**INSTRUCTIONS TO FOLLOW:**
Can you rewrite everything from the line containing "Where might the wooden" down to the end of the records, replacing "JSON list" with "JSON array" and leaving all else unchanged?

[start EXERCISE INPUTS]

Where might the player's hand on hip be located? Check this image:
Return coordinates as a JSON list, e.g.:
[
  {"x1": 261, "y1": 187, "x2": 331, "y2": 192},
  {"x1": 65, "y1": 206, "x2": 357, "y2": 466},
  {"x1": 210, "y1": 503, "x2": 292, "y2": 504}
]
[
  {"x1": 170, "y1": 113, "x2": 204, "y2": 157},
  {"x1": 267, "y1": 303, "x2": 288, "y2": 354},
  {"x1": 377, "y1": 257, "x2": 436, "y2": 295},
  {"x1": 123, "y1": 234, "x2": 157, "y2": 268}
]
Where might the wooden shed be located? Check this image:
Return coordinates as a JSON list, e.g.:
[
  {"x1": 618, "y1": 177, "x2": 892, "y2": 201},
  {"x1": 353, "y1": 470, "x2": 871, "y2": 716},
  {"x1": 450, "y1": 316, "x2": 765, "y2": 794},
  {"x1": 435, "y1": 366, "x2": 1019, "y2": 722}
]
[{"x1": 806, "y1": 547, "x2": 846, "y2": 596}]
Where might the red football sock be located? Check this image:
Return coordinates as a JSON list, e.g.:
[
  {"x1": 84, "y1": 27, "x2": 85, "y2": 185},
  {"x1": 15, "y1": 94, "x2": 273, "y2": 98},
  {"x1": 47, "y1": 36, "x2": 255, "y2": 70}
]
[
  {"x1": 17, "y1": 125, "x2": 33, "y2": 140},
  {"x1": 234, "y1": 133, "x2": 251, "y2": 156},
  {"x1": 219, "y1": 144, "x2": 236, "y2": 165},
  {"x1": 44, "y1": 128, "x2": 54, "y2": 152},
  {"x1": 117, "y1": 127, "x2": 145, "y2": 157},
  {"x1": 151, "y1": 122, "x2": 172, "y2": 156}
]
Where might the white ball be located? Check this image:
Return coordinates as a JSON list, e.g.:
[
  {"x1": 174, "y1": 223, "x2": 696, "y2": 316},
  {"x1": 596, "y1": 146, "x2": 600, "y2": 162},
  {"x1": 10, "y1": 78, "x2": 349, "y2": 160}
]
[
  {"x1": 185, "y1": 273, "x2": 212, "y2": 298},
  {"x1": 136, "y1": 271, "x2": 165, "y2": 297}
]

[end EXERCISE INPUTS]

**OUTPUT OF THE EXERCISE:**
Where might the wooden shed be located? Check this image:
Return coordinates as a JSON array, e.g.:
[
  {"x1": 618, "y1": 177, "x2": 892, "y2": 201},
  {"x1": 353, "y1": 470, "x2": 871, "y2": 716},
  {"x1": 450, "y1": 316, "x2": 765, "y2": 794},
  {"x1": 435, "y1": 366, "x2": 1019, "y2": 722}
]
[{"x1": 806, "y1": 547, "x2": 846, "y2": 596}]
Where might the red football sock be located? Check this image:
Return coordinates as a JSON array, e.g.:
[
  {"x1": 84, "y1": 27, "x2": 85, "y2": 185},
  {"x1": 15, "y1": 94, "x2": 273, "y2": 98},
  {"x1": 47, "y1": 36, "x2": 255, "y2": 70}
]
[
  {"x1": 17, "y1": 125, "x2": 33, "y2": 140},
  {"x1": 234, "y1": 133, "x2": 251, "y2": 156},
  {"x1": 219, "y1": 144, "x2": 236, "y2": 165},
  {"x1": 44, "y1": 128, "x2": 54, "y2": 152},
  {"x1": 117, "y1": 127, "x2": 145, "y2": 157},
  {"x1": 151, "y1": 122, "x2": 172, "y2": 156}
]
Where might the white ball be located? Check this image:
Return coordinates as a JSON array, e.g.:
[
  {"x1": 174, "y1": 223, "x2": 696, "y2": 316},
  {"x1": 596, "y1": 146, "x2": 600, "y2": 162},
  {"x1": 10, "y1": 78, "x2": 349, "y2": 160}
]
[
  {"x1": 185, "y1": 273, "x2": 212, "y2": 298},
  {"x1": 136, "y1": 271, "x2": 165, "y2": 297}
]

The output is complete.